▶ WHAT IS ASKED
Only the lines from the one containing "Kindly put a point on every instance of the gothic" through the final line of the material below should be output, exactly as they stand.

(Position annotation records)
####

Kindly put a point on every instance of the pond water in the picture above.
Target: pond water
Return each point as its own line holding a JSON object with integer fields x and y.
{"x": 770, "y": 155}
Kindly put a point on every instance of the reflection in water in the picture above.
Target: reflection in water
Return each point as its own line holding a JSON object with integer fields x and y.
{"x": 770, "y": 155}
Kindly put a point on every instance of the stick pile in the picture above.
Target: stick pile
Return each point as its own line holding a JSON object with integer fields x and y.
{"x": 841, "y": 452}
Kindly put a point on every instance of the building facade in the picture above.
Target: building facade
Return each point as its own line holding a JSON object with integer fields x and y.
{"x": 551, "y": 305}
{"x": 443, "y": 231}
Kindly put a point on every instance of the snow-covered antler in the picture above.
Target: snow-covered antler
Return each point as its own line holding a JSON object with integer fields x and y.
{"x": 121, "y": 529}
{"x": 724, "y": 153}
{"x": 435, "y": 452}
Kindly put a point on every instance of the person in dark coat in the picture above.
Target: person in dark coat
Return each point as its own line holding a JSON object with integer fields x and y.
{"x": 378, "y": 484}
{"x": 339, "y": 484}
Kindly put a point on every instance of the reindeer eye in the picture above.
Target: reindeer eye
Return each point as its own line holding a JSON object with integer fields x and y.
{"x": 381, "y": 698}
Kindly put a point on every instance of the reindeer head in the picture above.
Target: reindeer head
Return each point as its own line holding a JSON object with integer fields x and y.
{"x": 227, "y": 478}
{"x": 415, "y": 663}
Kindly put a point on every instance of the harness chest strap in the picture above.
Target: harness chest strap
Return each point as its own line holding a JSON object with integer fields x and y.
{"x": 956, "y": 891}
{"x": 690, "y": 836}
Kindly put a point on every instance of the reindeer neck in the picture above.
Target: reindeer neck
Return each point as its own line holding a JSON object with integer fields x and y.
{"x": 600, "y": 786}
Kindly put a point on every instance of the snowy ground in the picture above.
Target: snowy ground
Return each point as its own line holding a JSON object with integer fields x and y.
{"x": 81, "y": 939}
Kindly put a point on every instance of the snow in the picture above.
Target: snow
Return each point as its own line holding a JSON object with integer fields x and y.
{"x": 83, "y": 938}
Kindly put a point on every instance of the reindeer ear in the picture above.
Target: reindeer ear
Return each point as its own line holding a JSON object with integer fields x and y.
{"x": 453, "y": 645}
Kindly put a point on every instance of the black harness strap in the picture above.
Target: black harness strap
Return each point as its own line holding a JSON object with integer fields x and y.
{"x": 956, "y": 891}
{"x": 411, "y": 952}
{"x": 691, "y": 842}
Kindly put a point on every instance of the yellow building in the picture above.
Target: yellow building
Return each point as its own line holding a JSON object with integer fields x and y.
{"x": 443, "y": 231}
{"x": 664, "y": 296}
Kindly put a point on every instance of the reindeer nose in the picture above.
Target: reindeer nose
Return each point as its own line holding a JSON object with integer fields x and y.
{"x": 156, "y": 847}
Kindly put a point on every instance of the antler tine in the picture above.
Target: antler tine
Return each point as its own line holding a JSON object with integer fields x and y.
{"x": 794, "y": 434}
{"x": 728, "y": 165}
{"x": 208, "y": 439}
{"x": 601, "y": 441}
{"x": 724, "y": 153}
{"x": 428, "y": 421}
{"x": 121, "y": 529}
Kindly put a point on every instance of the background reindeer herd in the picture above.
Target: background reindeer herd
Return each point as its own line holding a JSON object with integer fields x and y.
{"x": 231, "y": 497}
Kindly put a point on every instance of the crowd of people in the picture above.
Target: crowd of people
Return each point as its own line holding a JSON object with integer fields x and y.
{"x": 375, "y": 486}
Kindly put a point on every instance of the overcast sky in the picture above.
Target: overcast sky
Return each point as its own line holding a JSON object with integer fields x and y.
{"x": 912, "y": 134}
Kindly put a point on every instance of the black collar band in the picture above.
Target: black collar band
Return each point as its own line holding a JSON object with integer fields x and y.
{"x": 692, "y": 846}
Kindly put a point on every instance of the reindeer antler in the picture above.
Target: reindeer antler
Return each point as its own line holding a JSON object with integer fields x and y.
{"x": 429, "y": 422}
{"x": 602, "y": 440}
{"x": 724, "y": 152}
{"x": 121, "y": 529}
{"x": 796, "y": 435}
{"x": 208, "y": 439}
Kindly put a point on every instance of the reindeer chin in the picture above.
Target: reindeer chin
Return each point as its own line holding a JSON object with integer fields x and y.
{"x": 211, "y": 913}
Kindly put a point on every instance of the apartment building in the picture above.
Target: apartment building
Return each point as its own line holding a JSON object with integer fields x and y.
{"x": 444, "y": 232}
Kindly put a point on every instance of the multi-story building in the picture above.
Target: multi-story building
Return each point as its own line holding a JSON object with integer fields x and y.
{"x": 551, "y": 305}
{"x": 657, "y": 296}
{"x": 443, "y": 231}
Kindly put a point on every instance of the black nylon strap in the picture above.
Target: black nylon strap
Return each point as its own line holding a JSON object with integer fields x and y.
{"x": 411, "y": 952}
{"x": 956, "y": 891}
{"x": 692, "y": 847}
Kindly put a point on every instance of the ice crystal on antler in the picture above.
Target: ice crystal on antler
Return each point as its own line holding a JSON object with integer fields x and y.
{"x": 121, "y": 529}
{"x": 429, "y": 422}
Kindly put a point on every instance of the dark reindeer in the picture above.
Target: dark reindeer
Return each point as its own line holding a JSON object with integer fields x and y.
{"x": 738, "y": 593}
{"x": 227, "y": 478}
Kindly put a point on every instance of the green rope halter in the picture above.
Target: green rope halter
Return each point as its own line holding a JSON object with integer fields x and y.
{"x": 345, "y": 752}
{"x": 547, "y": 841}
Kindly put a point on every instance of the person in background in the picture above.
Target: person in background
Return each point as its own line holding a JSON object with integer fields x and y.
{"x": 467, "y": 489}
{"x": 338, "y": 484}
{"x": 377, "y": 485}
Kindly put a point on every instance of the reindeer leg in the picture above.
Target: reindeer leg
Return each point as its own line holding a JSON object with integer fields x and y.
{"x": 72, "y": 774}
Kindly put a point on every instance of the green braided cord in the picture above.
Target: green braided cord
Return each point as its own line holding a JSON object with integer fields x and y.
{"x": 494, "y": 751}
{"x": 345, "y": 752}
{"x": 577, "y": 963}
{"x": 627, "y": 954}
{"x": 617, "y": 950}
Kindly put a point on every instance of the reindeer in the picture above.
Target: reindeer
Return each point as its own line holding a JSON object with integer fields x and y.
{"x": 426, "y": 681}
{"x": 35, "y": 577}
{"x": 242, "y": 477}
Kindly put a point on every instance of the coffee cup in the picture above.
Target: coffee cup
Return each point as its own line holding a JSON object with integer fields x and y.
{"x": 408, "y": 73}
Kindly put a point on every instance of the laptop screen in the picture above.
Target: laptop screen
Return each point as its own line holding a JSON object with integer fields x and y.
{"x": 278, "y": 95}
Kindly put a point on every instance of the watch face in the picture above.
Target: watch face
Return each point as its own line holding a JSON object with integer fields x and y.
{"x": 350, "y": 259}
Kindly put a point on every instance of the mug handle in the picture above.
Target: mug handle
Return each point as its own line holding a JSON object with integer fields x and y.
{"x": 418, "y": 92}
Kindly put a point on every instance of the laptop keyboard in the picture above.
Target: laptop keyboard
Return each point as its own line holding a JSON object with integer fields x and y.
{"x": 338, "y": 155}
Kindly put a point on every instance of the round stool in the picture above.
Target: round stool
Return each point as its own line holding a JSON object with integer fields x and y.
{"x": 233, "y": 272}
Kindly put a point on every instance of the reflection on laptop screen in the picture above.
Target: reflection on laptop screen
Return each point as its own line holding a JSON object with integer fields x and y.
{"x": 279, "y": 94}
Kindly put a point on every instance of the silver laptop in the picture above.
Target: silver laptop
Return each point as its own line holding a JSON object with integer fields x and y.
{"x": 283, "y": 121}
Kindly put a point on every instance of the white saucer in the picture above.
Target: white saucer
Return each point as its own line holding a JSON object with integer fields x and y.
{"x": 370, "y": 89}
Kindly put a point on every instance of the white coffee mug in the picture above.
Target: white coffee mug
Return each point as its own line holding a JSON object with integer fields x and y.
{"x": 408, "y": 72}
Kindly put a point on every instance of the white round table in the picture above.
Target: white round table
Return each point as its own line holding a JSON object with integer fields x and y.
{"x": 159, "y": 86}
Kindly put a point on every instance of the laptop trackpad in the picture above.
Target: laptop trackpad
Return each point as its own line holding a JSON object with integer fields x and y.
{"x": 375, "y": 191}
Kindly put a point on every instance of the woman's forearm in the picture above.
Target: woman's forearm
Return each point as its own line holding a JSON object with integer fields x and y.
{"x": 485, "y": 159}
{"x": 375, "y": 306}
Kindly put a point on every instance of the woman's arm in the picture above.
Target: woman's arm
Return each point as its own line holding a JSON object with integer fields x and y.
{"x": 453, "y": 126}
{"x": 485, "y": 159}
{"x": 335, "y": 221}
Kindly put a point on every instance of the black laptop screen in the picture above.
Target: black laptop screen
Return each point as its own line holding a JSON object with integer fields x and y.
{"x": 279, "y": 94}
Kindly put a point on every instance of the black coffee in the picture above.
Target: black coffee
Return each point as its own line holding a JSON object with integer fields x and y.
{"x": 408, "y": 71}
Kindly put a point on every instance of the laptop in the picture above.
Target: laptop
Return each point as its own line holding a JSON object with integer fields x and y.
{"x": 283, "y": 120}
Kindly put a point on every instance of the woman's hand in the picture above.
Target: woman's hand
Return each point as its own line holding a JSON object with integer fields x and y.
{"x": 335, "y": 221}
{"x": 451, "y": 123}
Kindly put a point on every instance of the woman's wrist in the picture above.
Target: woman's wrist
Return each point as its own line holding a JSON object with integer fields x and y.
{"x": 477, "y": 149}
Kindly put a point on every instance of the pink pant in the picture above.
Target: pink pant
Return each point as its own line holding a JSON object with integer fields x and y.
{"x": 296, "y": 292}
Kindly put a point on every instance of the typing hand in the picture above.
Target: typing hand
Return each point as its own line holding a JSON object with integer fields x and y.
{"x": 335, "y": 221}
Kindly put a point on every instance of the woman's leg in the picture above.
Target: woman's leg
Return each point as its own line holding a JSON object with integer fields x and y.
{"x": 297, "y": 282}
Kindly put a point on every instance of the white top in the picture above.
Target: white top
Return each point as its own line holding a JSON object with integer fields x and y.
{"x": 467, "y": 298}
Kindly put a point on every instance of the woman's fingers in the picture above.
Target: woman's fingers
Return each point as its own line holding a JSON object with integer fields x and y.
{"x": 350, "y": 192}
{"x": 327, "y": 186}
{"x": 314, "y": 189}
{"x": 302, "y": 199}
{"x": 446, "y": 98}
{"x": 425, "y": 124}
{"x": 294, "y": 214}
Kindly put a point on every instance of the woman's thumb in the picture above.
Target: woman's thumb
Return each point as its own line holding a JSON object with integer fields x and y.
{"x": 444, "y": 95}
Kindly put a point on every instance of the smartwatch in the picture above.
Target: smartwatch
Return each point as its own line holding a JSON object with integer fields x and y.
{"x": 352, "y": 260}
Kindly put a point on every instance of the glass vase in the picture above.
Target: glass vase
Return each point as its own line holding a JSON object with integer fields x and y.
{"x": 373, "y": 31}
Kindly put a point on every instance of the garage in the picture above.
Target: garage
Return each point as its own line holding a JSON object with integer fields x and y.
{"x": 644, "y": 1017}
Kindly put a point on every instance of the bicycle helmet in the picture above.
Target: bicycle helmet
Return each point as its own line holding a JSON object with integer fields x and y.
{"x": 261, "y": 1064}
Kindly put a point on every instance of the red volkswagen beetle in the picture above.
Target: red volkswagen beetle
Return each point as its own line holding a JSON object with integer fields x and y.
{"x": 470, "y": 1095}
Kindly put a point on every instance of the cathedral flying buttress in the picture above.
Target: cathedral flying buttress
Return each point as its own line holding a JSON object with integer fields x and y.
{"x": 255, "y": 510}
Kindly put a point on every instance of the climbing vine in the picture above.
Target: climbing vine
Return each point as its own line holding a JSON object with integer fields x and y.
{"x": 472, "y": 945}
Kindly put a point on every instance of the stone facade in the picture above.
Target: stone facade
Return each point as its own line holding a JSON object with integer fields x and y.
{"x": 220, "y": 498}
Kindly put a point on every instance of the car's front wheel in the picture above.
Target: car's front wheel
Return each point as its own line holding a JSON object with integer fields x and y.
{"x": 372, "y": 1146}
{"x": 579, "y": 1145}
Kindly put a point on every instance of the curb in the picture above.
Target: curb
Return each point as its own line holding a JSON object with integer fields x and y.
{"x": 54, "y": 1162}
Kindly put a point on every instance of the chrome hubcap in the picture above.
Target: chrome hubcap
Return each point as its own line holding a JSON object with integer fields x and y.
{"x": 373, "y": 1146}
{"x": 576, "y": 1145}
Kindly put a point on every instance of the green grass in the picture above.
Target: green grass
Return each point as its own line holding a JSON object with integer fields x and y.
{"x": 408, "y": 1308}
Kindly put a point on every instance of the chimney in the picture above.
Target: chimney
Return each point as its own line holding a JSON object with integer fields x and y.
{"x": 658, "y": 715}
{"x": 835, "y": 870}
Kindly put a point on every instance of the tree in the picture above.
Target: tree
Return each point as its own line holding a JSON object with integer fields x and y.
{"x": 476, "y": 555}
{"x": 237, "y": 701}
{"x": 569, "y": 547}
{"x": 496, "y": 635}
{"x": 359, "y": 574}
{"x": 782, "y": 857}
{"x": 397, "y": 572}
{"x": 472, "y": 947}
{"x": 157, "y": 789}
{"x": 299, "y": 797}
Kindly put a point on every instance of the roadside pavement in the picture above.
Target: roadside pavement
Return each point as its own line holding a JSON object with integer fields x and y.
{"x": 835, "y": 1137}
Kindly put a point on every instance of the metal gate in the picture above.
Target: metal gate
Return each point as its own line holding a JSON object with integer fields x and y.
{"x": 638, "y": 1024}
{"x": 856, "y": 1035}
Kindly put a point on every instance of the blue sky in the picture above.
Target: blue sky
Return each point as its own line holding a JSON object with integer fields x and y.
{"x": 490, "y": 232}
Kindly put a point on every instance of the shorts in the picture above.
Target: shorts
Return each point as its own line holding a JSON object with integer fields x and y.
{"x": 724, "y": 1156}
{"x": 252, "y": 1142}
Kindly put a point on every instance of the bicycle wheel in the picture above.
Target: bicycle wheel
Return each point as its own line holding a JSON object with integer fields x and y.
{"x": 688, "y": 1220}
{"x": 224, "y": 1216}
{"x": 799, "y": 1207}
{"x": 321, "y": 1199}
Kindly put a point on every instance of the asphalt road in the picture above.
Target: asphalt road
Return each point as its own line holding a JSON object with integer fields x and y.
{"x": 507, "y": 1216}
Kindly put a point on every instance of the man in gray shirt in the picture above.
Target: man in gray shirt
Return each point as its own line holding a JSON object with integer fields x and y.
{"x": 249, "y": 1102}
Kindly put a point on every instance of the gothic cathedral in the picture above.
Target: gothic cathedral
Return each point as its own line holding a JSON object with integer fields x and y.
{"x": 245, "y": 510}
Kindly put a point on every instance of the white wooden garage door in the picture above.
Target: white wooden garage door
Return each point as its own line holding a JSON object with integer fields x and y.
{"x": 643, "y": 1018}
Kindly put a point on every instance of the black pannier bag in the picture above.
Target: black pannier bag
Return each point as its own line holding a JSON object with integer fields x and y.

####

▶ RESULT OF THIS EXERCISE
Kindly put a point on every instance of the gothic cathedral in the picture above.
Target: gothic cathedral
Return each point as its own line holding a JSON object with integer fields x and y.
{"x": 245, "y": 510}
Kindly put a point on every instance of the white wooden garage door in the picture above.
Target: white wooden garage door
Return each point as its own line holding a JSON object with integer fields x and y.
{"x": 643, "y": 1018}
Kindly put a point on every instance of the black pannier bag in the picture above.
Target: black pannier bag
Return each point as its own line holding a JSON object with integer fields x and y.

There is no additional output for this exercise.